<<<<

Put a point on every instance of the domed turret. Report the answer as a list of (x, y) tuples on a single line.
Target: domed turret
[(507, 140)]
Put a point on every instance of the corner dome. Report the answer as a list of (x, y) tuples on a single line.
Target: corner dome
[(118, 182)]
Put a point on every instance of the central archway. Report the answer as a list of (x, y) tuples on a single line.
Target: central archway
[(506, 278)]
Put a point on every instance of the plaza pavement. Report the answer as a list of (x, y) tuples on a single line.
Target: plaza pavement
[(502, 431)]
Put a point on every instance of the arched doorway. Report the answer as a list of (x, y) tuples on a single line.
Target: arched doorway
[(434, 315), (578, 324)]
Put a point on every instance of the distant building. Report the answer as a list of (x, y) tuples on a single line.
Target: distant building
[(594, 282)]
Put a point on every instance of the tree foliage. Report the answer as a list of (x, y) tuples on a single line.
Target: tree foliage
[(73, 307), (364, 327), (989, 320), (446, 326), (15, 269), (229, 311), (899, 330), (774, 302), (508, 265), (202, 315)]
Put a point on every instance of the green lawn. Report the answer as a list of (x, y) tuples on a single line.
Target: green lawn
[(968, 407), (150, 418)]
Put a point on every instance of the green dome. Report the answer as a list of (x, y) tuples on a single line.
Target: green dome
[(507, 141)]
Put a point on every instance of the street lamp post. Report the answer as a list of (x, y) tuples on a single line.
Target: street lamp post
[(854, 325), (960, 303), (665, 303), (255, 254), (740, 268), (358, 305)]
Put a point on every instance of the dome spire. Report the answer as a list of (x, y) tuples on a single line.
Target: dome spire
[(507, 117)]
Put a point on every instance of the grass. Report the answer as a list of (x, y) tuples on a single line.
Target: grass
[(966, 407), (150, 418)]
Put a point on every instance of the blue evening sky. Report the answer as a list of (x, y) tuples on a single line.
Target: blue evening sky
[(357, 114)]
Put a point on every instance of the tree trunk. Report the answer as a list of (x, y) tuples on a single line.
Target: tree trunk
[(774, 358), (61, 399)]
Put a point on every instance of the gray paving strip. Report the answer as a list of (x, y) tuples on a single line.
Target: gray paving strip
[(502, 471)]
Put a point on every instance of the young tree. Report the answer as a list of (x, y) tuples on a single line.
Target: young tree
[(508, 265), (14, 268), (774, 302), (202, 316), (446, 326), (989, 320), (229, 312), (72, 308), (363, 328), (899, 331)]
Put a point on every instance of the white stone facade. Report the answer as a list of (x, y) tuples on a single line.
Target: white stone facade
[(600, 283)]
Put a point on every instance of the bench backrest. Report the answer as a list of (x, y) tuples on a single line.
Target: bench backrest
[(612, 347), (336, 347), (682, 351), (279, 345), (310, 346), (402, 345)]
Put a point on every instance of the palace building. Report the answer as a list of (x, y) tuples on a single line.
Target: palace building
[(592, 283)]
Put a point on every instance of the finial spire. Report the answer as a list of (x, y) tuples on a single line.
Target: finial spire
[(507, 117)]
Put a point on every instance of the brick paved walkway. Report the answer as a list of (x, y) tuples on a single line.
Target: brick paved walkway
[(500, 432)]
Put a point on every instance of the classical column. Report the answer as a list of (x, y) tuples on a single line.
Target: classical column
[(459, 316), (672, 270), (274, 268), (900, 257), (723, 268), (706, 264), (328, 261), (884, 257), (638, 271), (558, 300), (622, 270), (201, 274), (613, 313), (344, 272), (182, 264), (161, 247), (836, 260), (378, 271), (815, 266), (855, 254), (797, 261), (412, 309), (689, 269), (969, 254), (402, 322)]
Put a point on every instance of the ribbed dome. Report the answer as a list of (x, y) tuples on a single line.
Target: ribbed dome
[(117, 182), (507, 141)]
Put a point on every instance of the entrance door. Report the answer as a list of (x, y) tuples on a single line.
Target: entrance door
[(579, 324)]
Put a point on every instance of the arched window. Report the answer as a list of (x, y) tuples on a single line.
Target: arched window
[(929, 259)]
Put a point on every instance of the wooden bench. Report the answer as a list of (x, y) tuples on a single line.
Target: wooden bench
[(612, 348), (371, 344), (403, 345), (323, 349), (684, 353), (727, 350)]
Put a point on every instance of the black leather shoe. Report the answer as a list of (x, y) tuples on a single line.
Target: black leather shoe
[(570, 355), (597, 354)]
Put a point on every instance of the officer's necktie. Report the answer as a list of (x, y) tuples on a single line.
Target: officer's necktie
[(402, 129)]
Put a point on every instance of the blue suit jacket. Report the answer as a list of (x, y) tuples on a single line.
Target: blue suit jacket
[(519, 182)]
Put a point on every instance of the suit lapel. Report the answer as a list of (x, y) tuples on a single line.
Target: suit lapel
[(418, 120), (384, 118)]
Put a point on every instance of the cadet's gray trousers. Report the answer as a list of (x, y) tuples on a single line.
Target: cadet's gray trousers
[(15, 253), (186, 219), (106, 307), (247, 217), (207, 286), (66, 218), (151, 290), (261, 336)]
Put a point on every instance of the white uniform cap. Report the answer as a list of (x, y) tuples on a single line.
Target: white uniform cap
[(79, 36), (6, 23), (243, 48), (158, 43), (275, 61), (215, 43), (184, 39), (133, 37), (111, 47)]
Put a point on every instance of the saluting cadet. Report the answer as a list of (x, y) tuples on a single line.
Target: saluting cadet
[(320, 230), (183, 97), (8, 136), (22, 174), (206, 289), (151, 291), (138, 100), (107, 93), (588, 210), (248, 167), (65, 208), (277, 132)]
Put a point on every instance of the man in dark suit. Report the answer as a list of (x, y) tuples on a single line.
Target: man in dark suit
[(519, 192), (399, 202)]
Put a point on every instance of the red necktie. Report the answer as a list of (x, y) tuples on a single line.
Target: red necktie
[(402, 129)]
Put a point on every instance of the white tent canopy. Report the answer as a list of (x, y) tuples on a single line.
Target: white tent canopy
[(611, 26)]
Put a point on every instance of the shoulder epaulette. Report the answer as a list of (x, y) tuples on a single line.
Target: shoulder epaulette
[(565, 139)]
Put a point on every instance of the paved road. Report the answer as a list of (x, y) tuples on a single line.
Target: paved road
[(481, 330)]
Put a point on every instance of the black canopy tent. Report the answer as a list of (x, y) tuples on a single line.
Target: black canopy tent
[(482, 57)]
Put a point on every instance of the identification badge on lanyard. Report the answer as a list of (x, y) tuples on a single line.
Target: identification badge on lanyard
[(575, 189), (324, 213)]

>>>>

• **What you should do**:
Reproduce the data from the line containing "Put a point on every instance of the cadet's" through the end, substituting "asphalt road" for "paved road" and leaving everything else unchanged.

• **Solution to the problem**:
Put a point on every instance of the cadet's gray trousers. Report the answer as a list of (x, y) tuples on a single line.
Target: cadet's gray trousers
[(15, 253), (186, 219), (106, 307), (247, 217), (207, 286), (66, 218), (151, 290), (261, 336)]
Put a point on every instance of the white uniform cap. Report the answer as a list of (x, y) tuples on a single line.
Target: white uniform cap
[(79, 36), (6, 23), (243, 48), (158, 43), (275, 61), (215, 43), (184, 39), (133, 37), (111, 47)]
Put a point on every instance of the saluting cadet. Report the answer as a list of (x, y) tuples on a single line.
Target: saluting cadet
[(320, 230), (183, 97), (8, 136), (22, 174), (206, 289), (151, 291), (138, 100), (107, 93), (588, 210), (248, 167), (65, 208), (277, 132)]
Put a point on every instance of the man in dark suit. Report the answer as a list of (x, y) tuples on a single line.
Target: man in dark suit
[(519, 192), (399, 202)]
Put a point on every instance of the red necktie. Report the answer as a list of (x, y) tuples on a single line.
Target: red necktie
[(402, 129)]
Put a point on every instance of the white tent canopy. Report the answer as a list of (x, y) tuples on a single line.
Target: white tent canopy
[(611, 26)]
Put a point on every instance of the shoulder epaulette. Report the answer as a list of (x, y) tuples on a single line.
Target: shoulder epaulette
[(565, 139)]
Put a point on every instance of the asphalt road. Report the answer as a list of (x, y) tuples on a single line.
Target: asphalt road
[(481, 330)]
Put a point on every instance of the black canopy tent. Report the answer as a list of (x, y) tuples on a single line.
Target: black canopy tent
[(482, 57)]
Put a point on every instance of the identification badge on lanyard. Report the answer as a list of (x, y) tuples on a single line.
Target: identification badge on lanyard
[(575, 189), (324, 213)]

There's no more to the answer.